Exercise instructions:
Set down every entry exactly as it was written.

Entries shown:
---*---

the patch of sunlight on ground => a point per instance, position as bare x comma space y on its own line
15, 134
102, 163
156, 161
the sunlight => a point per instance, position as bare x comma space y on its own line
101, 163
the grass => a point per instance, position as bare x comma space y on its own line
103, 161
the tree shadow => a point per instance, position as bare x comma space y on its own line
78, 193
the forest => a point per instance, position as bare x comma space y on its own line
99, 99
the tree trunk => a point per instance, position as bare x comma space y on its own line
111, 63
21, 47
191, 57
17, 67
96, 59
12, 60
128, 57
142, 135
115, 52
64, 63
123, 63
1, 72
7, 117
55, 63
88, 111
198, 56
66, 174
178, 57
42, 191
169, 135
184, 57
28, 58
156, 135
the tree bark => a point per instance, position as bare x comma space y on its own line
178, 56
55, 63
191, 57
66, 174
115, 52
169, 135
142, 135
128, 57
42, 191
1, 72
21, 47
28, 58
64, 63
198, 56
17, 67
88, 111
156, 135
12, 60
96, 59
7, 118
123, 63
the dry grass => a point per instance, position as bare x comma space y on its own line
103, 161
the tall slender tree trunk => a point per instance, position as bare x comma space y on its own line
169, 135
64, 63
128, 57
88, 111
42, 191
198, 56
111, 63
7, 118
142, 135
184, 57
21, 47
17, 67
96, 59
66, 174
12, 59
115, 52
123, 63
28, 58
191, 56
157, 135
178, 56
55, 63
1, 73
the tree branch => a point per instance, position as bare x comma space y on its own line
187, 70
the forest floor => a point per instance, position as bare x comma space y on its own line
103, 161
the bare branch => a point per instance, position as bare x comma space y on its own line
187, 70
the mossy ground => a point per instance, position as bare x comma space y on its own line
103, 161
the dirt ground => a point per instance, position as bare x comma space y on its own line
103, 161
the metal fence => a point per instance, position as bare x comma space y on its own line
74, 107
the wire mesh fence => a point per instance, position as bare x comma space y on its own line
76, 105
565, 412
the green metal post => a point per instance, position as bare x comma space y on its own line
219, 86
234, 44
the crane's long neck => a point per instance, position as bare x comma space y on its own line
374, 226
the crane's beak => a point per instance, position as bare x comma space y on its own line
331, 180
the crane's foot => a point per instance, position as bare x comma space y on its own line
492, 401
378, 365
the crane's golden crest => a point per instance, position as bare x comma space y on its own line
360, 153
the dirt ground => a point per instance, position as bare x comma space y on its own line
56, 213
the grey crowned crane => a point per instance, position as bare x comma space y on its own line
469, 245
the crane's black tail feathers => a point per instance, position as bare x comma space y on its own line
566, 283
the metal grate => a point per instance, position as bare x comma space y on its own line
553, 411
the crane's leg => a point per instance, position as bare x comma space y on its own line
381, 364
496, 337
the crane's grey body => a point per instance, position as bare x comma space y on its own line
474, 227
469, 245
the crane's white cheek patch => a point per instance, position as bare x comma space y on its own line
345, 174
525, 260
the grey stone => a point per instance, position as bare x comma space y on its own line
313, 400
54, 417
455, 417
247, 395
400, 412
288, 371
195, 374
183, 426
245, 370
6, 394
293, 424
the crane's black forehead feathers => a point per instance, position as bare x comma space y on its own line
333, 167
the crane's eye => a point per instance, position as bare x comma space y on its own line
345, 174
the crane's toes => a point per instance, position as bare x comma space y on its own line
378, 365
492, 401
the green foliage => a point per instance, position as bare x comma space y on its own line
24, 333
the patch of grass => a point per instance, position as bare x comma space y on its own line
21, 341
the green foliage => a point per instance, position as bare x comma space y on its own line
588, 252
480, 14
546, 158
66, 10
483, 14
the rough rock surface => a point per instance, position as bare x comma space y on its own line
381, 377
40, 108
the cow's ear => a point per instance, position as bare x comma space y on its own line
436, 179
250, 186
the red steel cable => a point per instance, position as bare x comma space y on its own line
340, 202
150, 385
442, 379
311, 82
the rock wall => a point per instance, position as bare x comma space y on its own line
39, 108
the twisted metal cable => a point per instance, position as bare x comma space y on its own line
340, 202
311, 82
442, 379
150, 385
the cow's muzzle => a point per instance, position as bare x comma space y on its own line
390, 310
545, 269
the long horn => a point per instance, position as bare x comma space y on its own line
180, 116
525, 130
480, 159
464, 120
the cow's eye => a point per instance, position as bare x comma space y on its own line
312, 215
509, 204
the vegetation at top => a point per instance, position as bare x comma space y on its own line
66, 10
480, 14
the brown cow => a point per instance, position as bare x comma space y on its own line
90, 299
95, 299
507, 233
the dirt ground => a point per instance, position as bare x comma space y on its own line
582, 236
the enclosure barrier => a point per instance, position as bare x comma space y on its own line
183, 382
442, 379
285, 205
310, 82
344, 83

---*---

Task result:
the patch of sunlight on ground => a point per instance, position as bare x comma space y on its own line
15, 134
102, 163
156, 161
the sunlight => a point per instance, position as bare x comma space y on its own line
101, 163
the grass => a point per instance, position as bare x comma space y on its own line
103, 161
the tree shadow => a point per instance, position as bare x comma space y on its own line
78, 193
the forest => a point per instance, position as bare x comma space y on its own line
99, 99
the tree trunk => a point per instance, position as bare x comma space y on its own line
111, 63
21, 47
191, 57
17, 67
96, 59
12, 60
128, 57
142, 135
115, 52
64, 63
123, 63
1, 72
7, 117
55, 63
88, 111
198, 56
66, 174
178, 57
42, 191
169, 135
184, 57
28, 58
156, 135
the tree bark => a point per instance, position as bare x comma space y on its own line
178, 56
55, 63
191, 57
66, 174
115, 52
169, 135
142, 135
128, 57
42, 191
1, 72
21, 47
28, 58
64, 63
198, 56
17, 67
88, 111
156, 135
12, 60
96, 59
7, 118
123, 63
the dry grass => a point per instance, position as bare x comma space y on its own line
103, 161
the tall slender tree trunk => a point per instance, position as bare x comma space y on its own line
169, 135
64, 63
128, 57
88, 111
42, 191
198, 56
111, 63
7, 118
142, 135
184, 57
21, 47
17, 67
96, 59
66, 174
12, 59
115, 52
123, 63
28, 58
191, 56
157, 135
178, 56
55, 63
1, 73
the tree branch => a point per instance, position as bare x comma space y on its own line
187, 70
the forest floor => a point per instance, position as bare x comma space y on its own line
103, 161
the bare branch => a point per instance, position as bare x comma space y on its own line
187, 70
the mossy ground => a point per instance, position as bare x comma space y on its own line
103, 161
the dirt ground => a point per instance, position as bare x comma space y on its own line
103, 161
the metal fence => a point per instance, position as bare x comma space y on its own line
74, 107
the wire mesh fence => a point per instance, position as bare x comma space y on its own line
76, 105
565, 412
the green metal post => a point per instance, position as bare x comma space y on its own line
219, 86
234, 44
the crane's long neck => a point per instance, position as bare x comma space y on its own line
374, 226
the crane's beak => a point per instance, position as bare x comma space y on its own line
331, 180
the crane's foot => a point per instance, position as bare x comma space y on its own line
492, 401
378, 365
the crane's golden crest => a point per instance, position as bare x comma space y on its own line
360, 153
the dirt ground => a point per instance, position as bare x comma space y on its own line
56, 213
the grey crowned crane => a point per instance, position as bare x comma space y on its own line
469, 245
the crane's black tail feathers => a point per instance, position as bare x comma space y on its own line
566, 283
the metal grate => a point per instance, position as bare x comma space y on its own line
553, 411
the crane's leg => a point per instance, position as bare x comma space y on its own line
381, 364
496, 337
the crane's grey body => a point per instance, position as bare x comma space y on its own line
474, 227
469, 245
the crane's white cheek patch => a point per instance, position as bare x comma space y on its own line
345, 174
525, 260
the grey stone => a point per instance, position as bare x comma space y on its own line
313, 400
54, 417
455, 417
247, 395
400, 412
288, 371
195, 374
183, 426
245, 370
6, 394
293, 424
the crane's black forehead feathers => a point per instance, position as bare x comma space y on its own line
333, 167
the crane's eye => a point per instance, position as bare x comma space y on its own line
345, 174
the crane's toes => a point per instance, position as bare x comma space y on its own line
378, 365
492, 401
the green foliage => a point per instance, position as bare x comma space y on its own line
24, 333
the patch of grass => a point per instance, position as bare x comma space y on its own line
21, 341
the green foliage => a point per instance, position as bare x comma space y on its own line
588, 252
480, 14
546, 158
66, 10
483, 14
the rough rock surface => a point per instance, position as bare x comma space y on its own line
381, 377
40, 108
the cow's ear => a point per instance, position as bare x comma space y on its own line
436, 179
250, 186
the red steel cable => a point per instance, position as bare x comma space y on its own line
340, 202
150, 385
442, 379
311, 82
the rock wall => a point per instance, position as bare x comma space y on its own line
39, 108
the twisted metal cable => a point per instance, position as bare x comma space y on its own line
340, 202
311, 82
442, 379
150, 385
the cow's muzzle => a point per instance, position as bare x comma space y on its own line
390, 310
545, 269
the long horn => a point per instance, position as bare x comma space y on its own line
180, 116
525, 130
480, 159
464, 120
the cow's eye => a point per instance, position as bare x comma space y on its own line
312, 215
509, 204
the vegetation at top => a point per instance, position as bare x comma space y on its own line
66, 10
480, 14
the brown cow => a point per instance, position as bare x comma space y on its own line
90, 299
95, 299
507, 233
the dirt ground => a point per instance, position as bare x comma space y on its own line
582, 236
the enclosure barrier => a point per instance, position as bare x comma space y on its own line
183, 382
442, 379
285, 205
310, 82
344, 83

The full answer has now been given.